## [SOURCE]
>>>

Advantages of using PA are as follows:

PA enables inspections to be completed significantly faster than traditional UT, while at the same time collecting and storing substantially more information.

Other advantages include:

  • Increased control of the beam characteristics i.e. the beam can be focused and steered.
  • Simultaneous inspection with many angles using just one PA probe
  • Electronic scanning (rastering) possible without moving the probe
  • Complex geometries can be comprehensively inspected
  • Limited access areas can be interrogated
  • Can replace costly and hazardous Radiography
  • Provides us the ability to digitally record inspection data

Example of PAUT’s advantages

In scanning a butt-weld using traditional UT, several different probes – 0°, 45°, 60° and sometimes 70° angles – have to be used to cover the entire weld volume. One probe will scan the bottom of the weld, another the fusion zone and a third for the weld body and weld toes.

In addition, each probe has to be moved backwards and forwards perpendicular to the weld covering both the half skip and full skip areas – a process known as rastering. This action ensures that the sound beam is directed towards every possible flaw location, at as close to 90 degrees as possible.

With PAUT, a single probe can cover all of these angles and many more from a fixed probe position. The ‘rastering’ is now conducted electronically with no back and forth probe movement. Now an entire weld can be inspected by scanning (lateral movement) of the probe along the length of the joint, parallel to the weld at a fixed distance from the weld centre.

State of the Art Equipment in S.A.

PAUT equipment in common use in SA is fully digital and incorporates many viewing features ( sectorial scan, cross sectional scan “B”, Plan view scan “C”, amplitude vs distance or time “A” scan,) making the inspection tasks easier. Further, the plate thickness in the case of welded configurations, for example, can be entered into the PAUT unit and one can adjust the probe position on the unit showing the technician the optimum scanning position alongside the weld prior to conducting the test. Simply put, it will show you exactly where to place the probe on the test component. The same can also be applicable to different geometry configurations.

<<<

(Lines contained in a dataset)
>>>

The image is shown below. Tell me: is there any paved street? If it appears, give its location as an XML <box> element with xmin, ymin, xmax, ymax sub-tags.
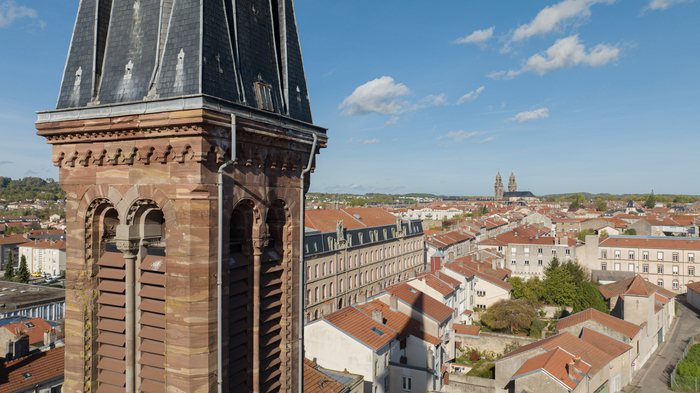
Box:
<box><xmin>622</xmin><ymin>294</ymin><xmax>700</xmax><ymax>393</ymax></box>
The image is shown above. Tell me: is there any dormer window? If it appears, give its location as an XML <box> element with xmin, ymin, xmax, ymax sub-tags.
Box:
<box><xmin>255</xmin><ymin>82</ymin><xmax>274</xmax><ymax>112</ymax></box>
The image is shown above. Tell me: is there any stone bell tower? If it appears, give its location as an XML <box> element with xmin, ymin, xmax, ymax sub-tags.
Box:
<box><xmin>36</xmin><ymin>0</ymin><xmax>327</xmax><ymax>392</ymax></box>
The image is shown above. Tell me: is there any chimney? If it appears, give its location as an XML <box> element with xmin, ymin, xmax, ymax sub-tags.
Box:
<box><xmin>44</xmin><ymin>329</ymin><xmax>56</xmax><ymax>345</ymax></box>
<box><xmin>567</xmin><ymin>359</ymin><xmax>574</xmax><ymax>379</ymax></box>
<box><xmin>372</xmin><ymin>310</ymin><xmax>384</xmax><ymax>325</ymax></box>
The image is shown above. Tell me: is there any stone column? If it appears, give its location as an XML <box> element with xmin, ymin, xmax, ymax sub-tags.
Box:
<box><xmin>117</xmin><ymin>239</ymin><xmax>139</xmax><ymax>393</ymax></box>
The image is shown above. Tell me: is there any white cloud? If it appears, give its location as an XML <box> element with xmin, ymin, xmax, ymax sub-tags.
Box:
<box><xmin>512</xmin><ymin>108</ymin><xmax>549</xmax><ymax>123</ymax></box>
<box><xmin>438</xmin><ymin>130</ymin><xmax>481</xmax><ymax>143</ymax></box>
<box><xmin>511</xmin><ymin>0</ymin><xmax>614</xmax><ymax>41</ymax></box>
<box><xmin>339</xmin><ymin>76</ymin><xmax>411</xmax><ymax>116</ymax></box>
<box><xmin>487</xmin><ymin>35</ymin><xmax>620</xmax><ymax>79</ymax></box>
<box><xmin>410</xmin><ymin>93</ymin><xmax>447</xmax><ymax>110</ymax></box>
<box><xmin>457</xmin><ymin>86</ymin><xmax>485</xmax><ymax>105</ymax></box>
<box><xmin>0</xmin><ymin>0</ymin><xmax>37</xmax><ymax>29</ymax></box>
<box><xmin>384</xmin><ymin>116</ymin><xmax>399</xmax><ymax>126</ymax></box>
<box><xmin>645</xmin><ymin>0</ymin><xmax>693</xmax><ymax>10</ymax></box>
<box><xmin>452</xmin><ymin>26</ymin><xmax>496</xmax><ymax>45</ymax></box>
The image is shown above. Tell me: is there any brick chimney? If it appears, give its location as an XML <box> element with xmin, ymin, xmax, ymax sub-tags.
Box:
<box><xmin>567</xmin><ymin>359</ymin><xmax>574</xmax><ymax>379</ymax></box>
<box><xmin>372</xmin><ymin>310</ymin><xmax>384</xmax><ymax>325</ymax></box>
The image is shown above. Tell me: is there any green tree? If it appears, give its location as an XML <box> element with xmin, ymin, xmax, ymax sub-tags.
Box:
<box><xmin>481</xmin><ymin>299</ymin><xmax>537</xmax><ymax>333</ymax></box>
<box><xmin>644</xmin><ymin>190</ymin><xmax>656</xmax><ymax>209</ymax></box>
<box><xmin>3</xmin><ymin>251</ymin><xmax>15</xmax><ymax>281</ymax></box>
<box><xmin>16</xmin><ymin>255</ymin><xmax>30</xmax><ymax>284</ymax></box>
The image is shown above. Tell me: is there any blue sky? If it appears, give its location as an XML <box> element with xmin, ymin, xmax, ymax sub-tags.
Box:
<box><xmin>0</xmin><ymin>0</ymin><xmax>700</xmax><ymax>195</ymax></box>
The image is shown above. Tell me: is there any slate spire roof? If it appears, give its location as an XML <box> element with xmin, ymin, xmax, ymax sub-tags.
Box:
<box><xmin>56</xmin><ymin>0</ymin><xmax>312</xmax><ymax>123</ymax></box>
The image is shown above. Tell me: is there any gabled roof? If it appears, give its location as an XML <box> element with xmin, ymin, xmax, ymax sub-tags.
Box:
<box><xmin>355</xmin><ymin>300</ymin><xmax>441</xmax><ymax>345</ymax></box>
<box><xmin>0</xmin><ymin>347</ymin><xmax>66</xmax><ymax>392</ymax></box>
<box><xmin>557</xmin><ymin>308</ymin><xmax>642</xmax><ymax>339</ymax></box>
<box><xmin>496</xmin><ymin>332</ymin><xmax>613</xmax><ymax>375</ymax></box>
<box><xmin>511</xmin><ymin>347</ymin><xmax>591</xmax><ymax>390</ymax></box>
<box><xmin>581</xmin><ymin>328</ymin><xmax>632</xmax><ymax>357</ymax></box>
<box><xmin>452</xmin><ymin>323</ymin><xmax>481</xmax><ymax>336</ymax></box>
<box><xmin>323</xmin><ymin>306</ymin><xmax>397</xmax><ymax>351</ymax></box>
<box><xmin>304</xmin><ymin>358</ymin><xmax>345</xmax><ymax>393</ymax></box>
<box><xmin>598</xmin><ymin>274</ymin><xmax>676</xmax><ymax>299</ymax></box>
<box><xmin>0</xmin><ymin>318</ymin><xmax>53</xmax><ymax>344</ymax></box>
<box><xmin>386</xmin><ymin>283</ymin><xmax>454</xmax><ymax>323</ymax></box>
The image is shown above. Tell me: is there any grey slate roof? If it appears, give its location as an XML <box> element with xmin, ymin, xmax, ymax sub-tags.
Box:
<box><xmin>56</xmin><ymin>0</ymin><xmax>312</xmax><ymax>123</ymax></box>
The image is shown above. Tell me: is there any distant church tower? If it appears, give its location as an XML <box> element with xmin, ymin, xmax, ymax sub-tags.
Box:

<<<

## [EXERCISE]
Reproduce word for word the part of the passage on phased array ultrasonic testing that begins at the words "With PAUT, a" and stops after the words "the weld centre.". Work from the passage alone and leave the lines aside.

## [OUTPUT BELOW]
With PAUT, a single probe can cover all of these angles and many more from a fixed probe position. The ‘rastering’ is now conducted electronically with no back and forth probe movement. Now an entire weld can be inspected by scanning (lateral movement) of the probe along the length of the joint, parallel to the weld at a fixed distance from the weld centre.